**To do:** Please copy out the article below on the NASA outreach grant to Saint Francis, word for word from its first sentence to its last.
[[ Reading text open ]]
Saint Francis has been selected a NASA Informal Education Community Anchor. Thanks to this distinction, SFU will receive funding to launch a new science outreach program.
The funding is available through NASA’s “Teams Engaging Affiliated Museums and Informal Institutions Community Anchor Awards.” SFU is one of only 21 institutions across the country to secure this grant.
“These are smaller grants that do exactly what we need,” said Lanika Ruzhitskaya, an Assistant Professor of Physics and Director of the Science Outreach Center. “To establish smaller, local cells through which NASA can reach out to the local community.”
The new outreach program to be funded by the grant is titled “Space Science and Engineering Mobile Interactive Exhibit for Rural Areas: Earth to Moon.” It aims to create an interactive space exhibit for children and their families.
“We can put on display the surface of the moon, components and realistic future NASA plans on going to the moon,” said Ruzhitskaya. “We will set up information about the moon, its role here on earth, tides and seasons, climate change.”
The exhibit will be sponsored by local public libraries in Bedford, Blair and Cambria counties during the first year of the program, which will begin with the 2022-23 academic year in August.
The exhibit will rotate between different area libraries every three to four weeks in order to reach as many people as possible.
[[ Reading text closed ]]
[[ Provided records open ]]
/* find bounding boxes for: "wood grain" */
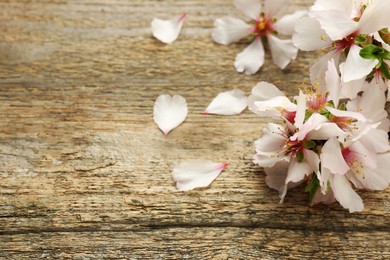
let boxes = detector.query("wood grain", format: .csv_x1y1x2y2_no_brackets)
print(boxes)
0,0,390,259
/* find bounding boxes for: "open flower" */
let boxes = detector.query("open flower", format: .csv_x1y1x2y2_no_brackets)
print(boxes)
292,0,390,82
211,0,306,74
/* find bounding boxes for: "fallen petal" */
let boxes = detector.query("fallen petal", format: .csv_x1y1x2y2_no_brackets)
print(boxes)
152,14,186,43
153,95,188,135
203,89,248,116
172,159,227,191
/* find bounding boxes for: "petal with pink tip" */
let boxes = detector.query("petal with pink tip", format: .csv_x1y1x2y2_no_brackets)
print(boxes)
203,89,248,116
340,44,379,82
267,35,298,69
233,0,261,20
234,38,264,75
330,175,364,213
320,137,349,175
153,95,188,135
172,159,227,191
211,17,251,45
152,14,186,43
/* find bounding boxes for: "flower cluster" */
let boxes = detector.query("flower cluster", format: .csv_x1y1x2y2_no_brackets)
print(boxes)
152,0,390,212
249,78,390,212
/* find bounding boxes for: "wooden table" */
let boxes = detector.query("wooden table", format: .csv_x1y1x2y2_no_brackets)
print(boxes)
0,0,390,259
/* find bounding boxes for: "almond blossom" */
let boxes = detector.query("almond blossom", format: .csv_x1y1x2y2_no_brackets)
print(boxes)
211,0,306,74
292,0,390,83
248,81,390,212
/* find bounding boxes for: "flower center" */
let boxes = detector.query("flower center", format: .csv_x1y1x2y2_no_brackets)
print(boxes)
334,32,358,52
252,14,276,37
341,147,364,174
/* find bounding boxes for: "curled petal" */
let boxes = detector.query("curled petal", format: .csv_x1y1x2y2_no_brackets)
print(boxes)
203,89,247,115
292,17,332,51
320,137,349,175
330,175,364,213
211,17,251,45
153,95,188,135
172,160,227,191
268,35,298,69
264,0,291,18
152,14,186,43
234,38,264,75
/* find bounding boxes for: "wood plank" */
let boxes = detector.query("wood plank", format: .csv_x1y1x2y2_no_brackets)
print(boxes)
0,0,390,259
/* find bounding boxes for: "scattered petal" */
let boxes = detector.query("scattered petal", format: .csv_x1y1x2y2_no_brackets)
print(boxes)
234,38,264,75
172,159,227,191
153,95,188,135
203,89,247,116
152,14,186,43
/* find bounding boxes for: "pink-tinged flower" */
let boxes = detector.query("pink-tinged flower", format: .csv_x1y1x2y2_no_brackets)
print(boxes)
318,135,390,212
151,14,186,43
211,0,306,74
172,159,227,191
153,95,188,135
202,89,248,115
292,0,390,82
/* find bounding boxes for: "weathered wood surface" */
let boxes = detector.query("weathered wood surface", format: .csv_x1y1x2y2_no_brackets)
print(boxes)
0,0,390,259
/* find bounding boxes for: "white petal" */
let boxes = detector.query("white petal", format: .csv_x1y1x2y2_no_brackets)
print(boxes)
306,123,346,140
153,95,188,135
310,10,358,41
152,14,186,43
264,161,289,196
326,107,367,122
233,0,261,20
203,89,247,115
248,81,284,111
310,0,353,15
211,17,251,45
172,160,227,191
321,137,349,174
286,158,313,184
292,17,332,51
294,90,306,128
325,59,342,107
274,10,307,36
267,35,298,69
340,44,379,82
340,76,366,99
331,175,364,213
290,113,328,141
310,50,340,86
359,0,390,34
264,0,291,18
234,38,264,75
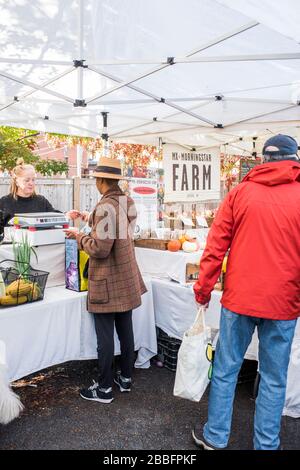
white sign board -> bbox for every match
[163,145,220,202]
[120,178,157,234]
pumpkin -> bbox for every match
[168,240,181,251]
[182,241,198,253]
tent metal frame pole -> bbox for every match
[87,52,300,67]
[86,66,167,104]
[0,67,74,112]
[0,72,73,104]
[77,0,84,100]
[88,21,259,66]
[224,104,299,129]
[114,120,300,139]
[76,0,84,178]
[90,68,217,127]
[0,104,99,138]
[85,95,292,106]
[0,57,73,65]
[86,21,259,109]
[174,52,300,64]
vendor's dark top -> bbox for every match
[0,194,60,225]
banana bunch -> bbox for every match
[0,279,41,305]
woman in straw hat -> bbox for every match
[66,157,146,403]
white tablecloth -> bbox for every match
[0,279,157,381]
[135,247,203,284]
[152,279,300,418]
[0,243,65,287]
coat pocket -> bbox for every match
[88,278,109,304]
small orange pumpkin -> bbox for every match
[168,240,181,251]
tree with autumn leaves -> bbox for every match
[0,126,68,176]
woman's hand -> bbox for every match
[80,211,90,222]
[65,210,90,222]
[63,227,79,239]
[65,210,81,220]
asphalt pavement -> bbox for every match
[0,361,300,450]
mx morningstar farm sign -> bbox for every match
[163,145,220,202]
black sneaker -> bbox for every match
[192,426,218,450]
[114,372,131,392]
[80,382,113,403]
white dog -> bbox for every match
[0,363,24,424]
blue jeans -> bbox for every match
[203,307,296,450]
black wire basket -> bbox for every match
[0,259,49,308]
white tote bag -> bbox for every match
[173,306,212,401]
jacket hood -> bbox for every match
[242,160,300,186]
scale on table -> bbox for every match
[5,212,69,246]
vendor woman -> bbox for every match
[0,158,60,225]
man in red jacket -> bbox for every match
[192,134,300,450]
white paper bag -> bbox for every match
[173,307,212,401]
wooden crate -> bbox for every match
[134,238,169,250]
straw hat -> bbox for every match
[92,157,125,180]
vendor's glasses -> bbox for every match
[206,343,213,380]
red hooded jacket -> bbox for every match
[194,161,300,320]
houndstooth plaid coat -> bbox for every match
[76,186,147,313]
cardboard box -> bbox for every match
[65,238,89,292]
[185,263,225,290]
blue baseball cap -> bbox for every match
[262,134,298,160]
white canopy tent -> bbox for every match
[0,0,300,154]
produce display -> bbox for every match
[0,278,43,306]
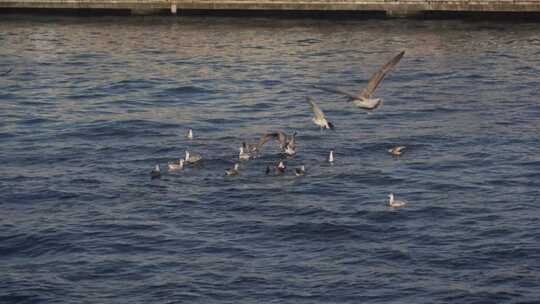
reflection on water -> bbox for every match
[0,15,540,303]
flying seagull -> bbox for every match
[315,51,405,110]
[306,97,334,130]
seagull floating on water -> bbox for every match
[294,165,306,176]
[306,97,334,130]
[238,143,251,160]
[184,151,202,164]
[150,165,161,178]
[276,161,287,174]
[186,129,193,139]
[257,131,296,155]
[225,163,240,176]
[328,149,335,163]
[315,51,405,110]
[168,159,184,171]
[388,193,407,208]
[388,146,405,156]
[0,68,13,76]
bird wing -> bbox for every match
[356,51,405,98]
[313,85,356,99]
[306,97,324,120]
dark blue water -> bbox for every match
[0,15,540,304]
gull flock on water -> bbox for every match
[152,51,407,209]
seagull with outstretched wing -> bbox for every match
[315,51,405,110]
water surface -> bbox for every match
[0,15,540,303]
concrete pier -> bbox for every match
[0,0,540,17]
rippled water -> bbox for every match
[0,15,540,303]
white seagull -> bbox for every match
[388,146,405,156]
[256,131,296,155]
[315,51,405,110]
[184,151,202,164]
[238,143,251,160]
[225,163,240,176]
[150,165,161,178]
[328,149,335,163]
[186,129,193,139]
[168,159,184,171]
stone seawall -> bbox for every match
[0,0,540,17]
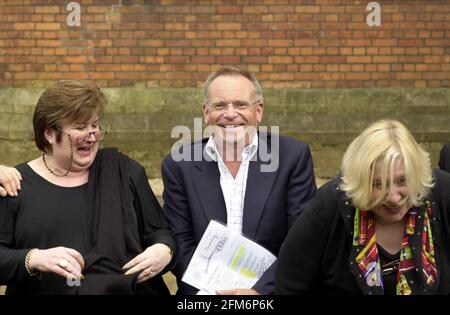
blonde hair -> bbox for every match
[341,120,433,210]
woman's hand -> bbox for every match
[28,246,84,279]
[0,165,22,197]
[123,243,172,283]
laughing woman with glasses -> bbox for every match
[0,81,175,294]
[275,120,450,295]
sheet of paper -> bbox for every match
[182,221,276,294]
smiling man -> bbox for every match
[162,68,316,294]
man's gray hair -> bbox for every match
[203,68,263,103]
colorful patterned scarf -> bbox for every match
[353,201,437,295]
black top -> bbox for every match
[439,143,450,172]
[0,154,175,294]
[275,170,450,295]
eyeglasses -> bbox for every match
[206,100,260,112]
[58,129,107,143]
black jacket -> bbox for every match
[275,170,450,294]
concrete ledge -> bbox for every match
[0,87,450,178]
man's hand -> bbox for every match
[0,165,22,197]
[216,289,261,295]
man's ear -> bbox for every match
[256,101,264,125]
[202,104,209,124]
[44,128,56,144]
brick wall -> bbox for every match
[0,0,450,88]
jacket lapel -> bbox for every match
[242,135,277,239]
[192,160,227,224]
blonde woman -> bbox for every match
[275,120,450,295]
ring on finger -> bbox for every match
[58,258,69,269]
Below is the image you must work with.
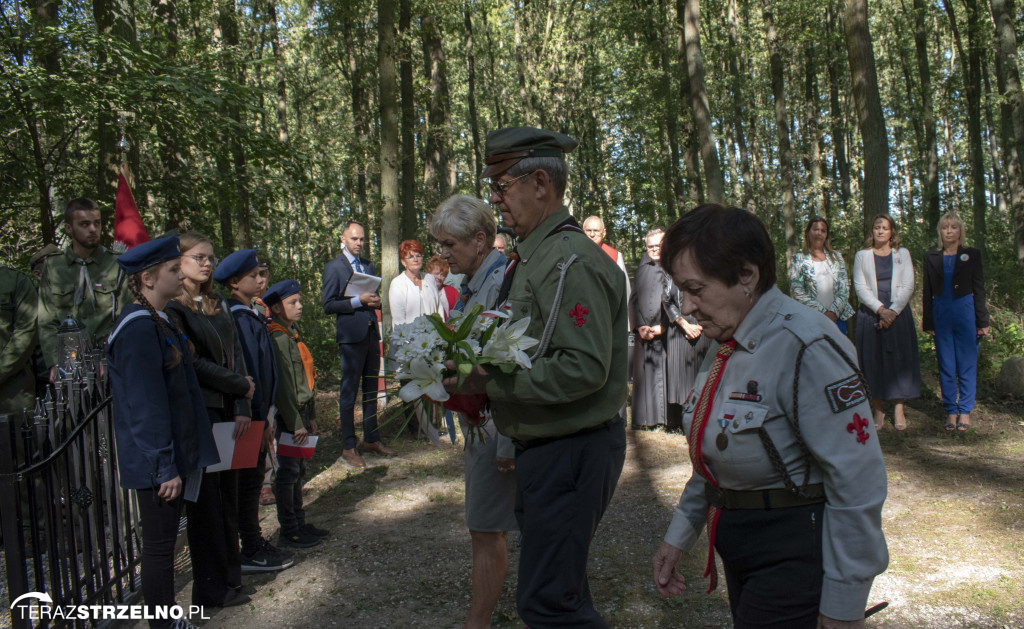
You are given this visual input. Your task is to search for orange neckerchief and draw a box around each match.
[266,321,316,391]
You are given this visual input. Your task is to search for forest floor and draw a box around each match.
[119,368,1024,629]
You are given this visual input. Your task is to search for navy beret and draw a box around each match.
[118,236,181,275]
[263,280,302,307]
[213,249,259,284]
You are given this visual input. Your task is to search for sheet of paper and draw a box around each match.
[[ Provided records closed ]]
**Result below:**
Saint Francis has been selected a NASA Informal Education Community Anchor. Thanks to this distinction, SFU will receive funding to launch a new science outreach program.
The funding is available through NASA’s “Teams Engaging Affiliated Museums and Informal Institutions Community Anchor Awards.” SFU is one of only 21 institutions across the country to secure this grant.
“These are smaller grants that do exactly what we need,” said Lanika Ruzhitskaya, an Assistant Professor of Physics and Director of the Science Outreach Center. “To establish smaller, local cells through which NASA can reach out to the local community.”
The new outreach program to be funded by the grant is titled “Space Science and Engineering Mobile Interactive Exhibit for Rural Areas: Earth to Moon.” It aims to create an interactive space exhibit for children and their families.
“We can put on display the surface of the moon, components and realistic future NASA plans on going to the moon,” said Ruzhitskaya. “We will set up information about the moon, its role here on earth, tides and seasons, climate change.”
The exhibit will be sponsored by local public libraries in Bedford, Blair and Cambria counties during the first year of the program, which will begin with the 2022-23 academic year in August.
The exhibit will rotate between different area libraries every three to four weeks in order to reach as many people as possible.